Pictures aside, write out every record exactly as it appears.

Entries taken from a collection
════════════════════

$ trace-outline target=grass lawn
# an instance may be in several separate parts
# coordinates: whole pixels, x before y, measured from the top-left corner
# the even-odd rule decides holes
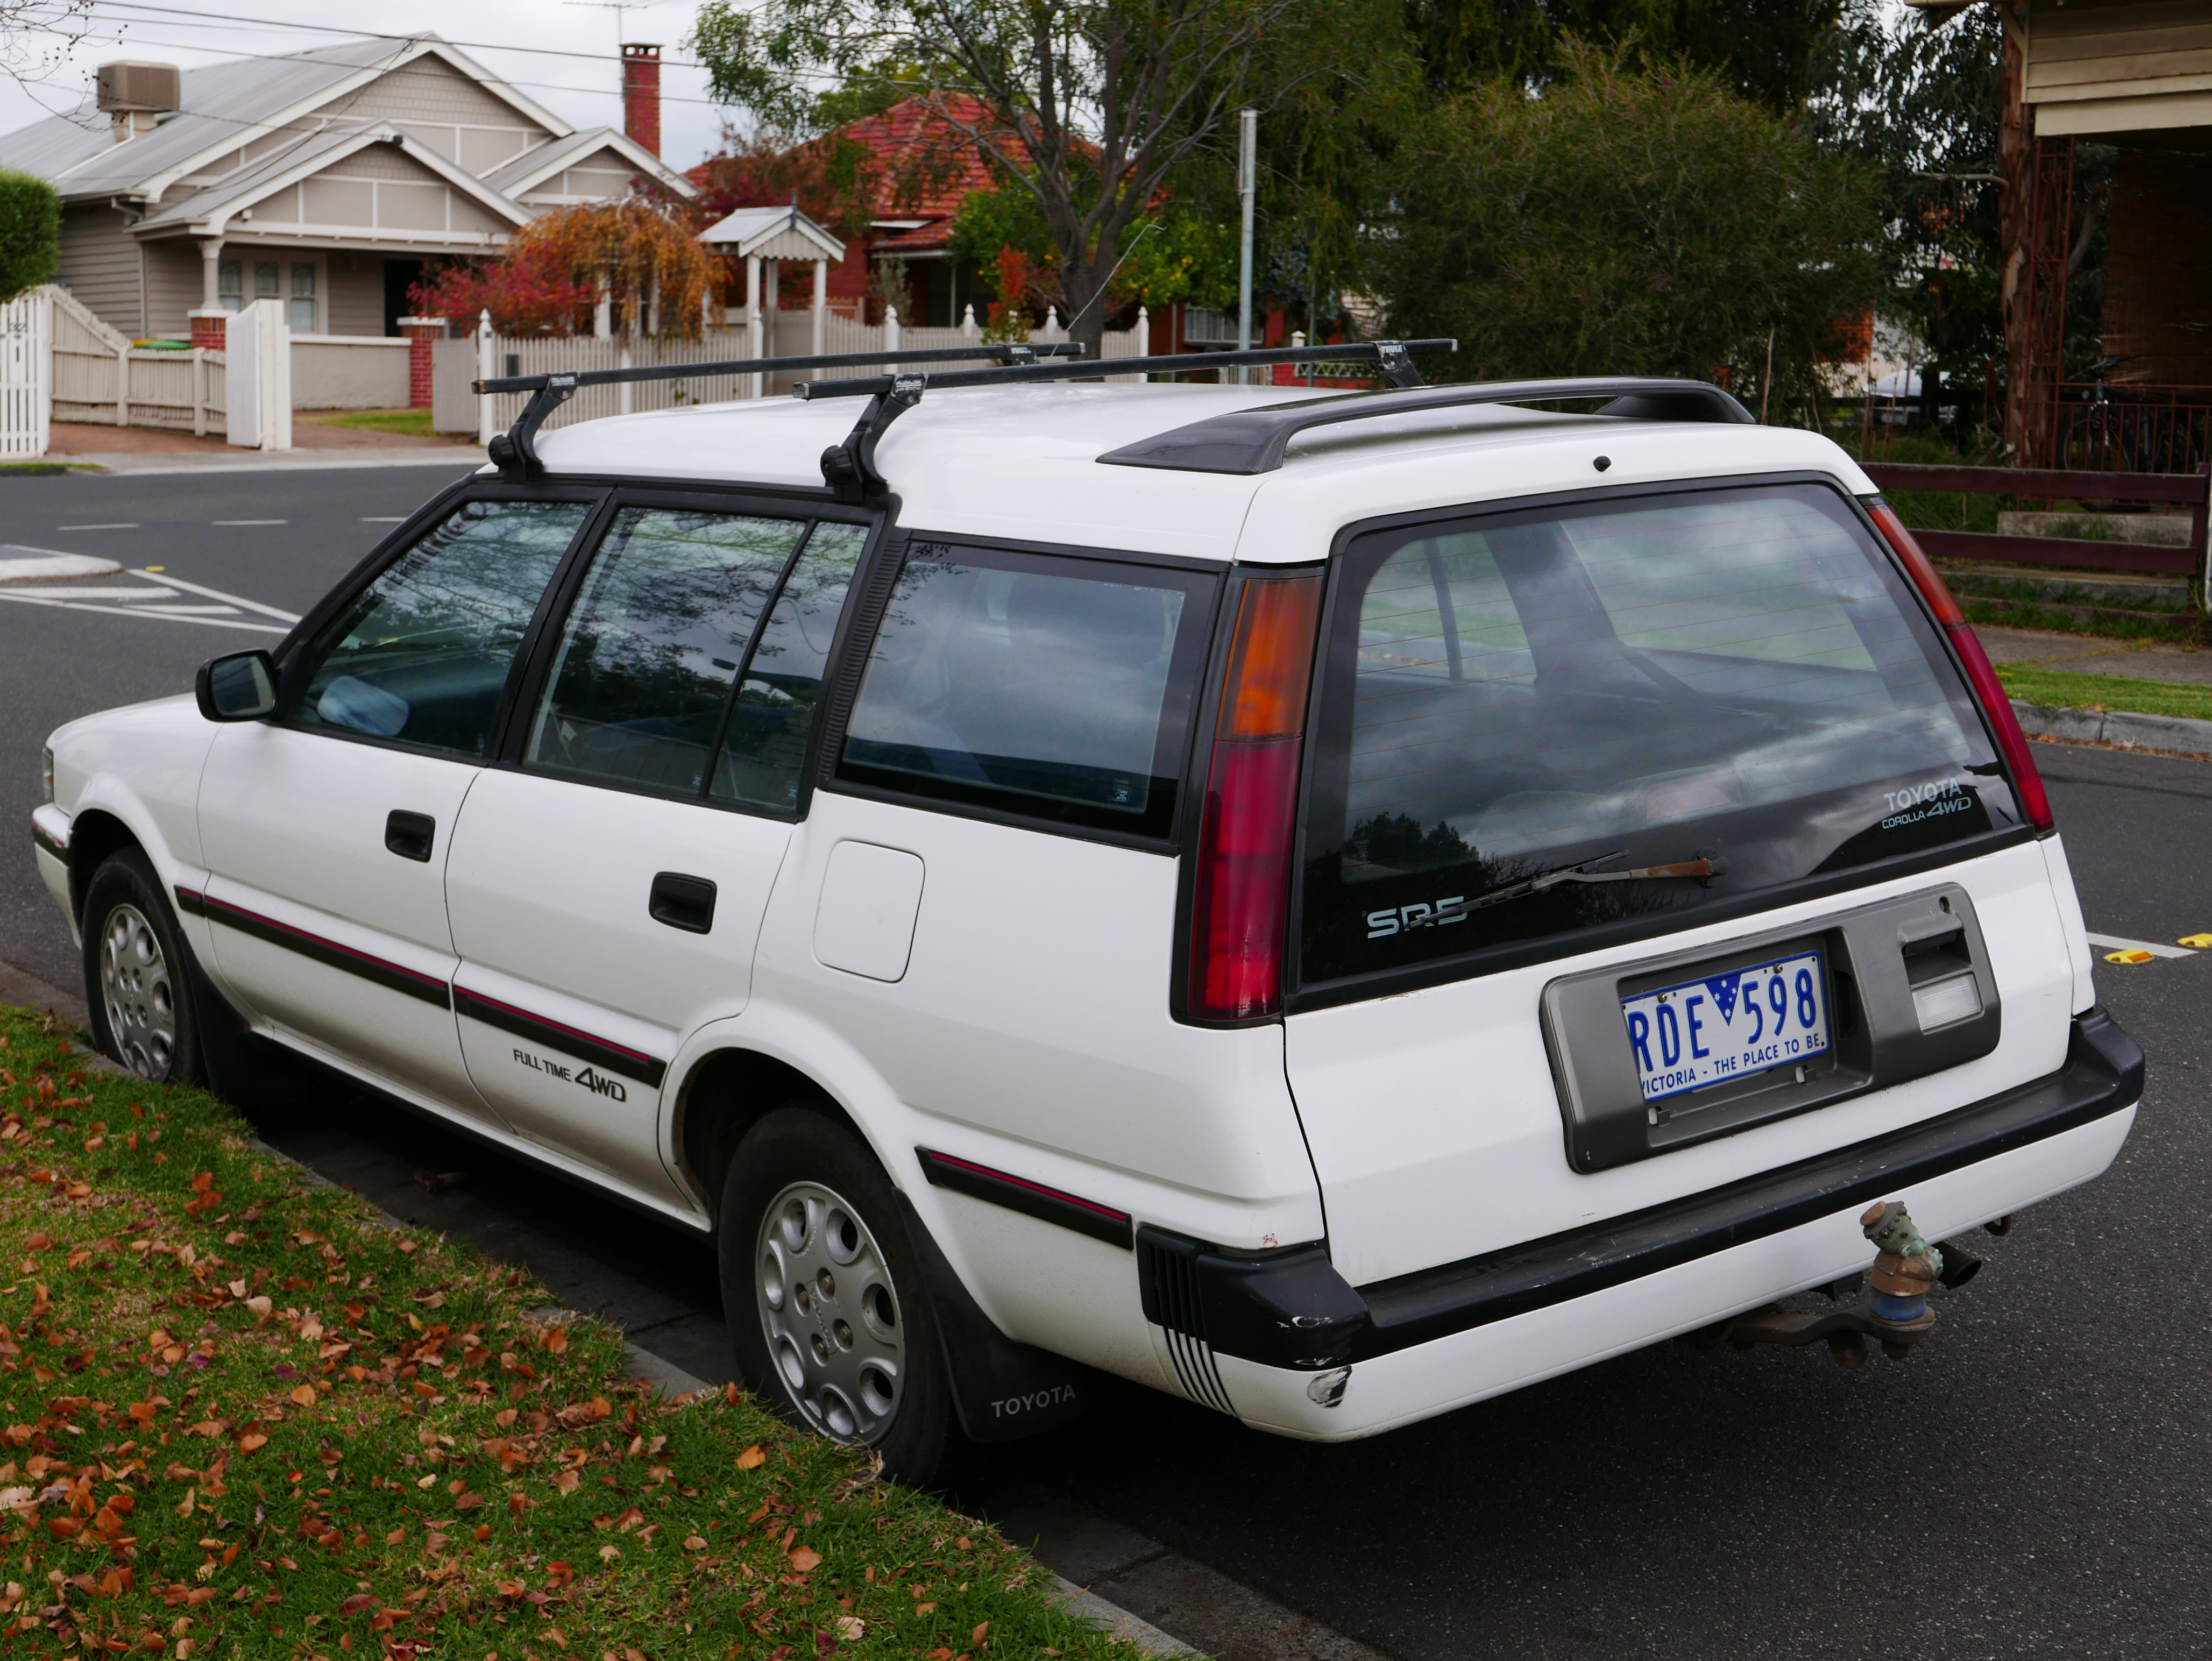
[[[2034,664],[1999,664],[1996,670],[2012,696],[2047,709],[2123,709],[2212,721],[2212,687],[2176,686],[2132,675],[2077,675]]]
[[[0,1008],[0,1643],[1134,1657],[865,1455],[655,1397],[520,1271],[88,1060]]]
[[[428,409],[295,409],[292,419],[317,427],[356,427],[372,433],[404,433],[411,439],[434,437]]]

════════════════════

TASK RESULT -
$ trace-outline target=grass lawn
# an instance may be in several separate parts
# coordinates: whole pixels, x before y, measured from the top-left corner
# the even-odd rule decides holes
[[[2034,664],[1999,664],[1996,670],[2012,696],[2047,709],[2123,709],[2212,721],[2212,687],[2176,686],[2132,675],[2077,675]]]
[[[0,1008],[0,1643],[1134,1657],[865,1455],[655,1397],[520,1271],[88,1060]]]
[[[428,409],[295,409],[292,419],[317,427],[356,427],[372,433],[404,433],[411,439],[434,437]]]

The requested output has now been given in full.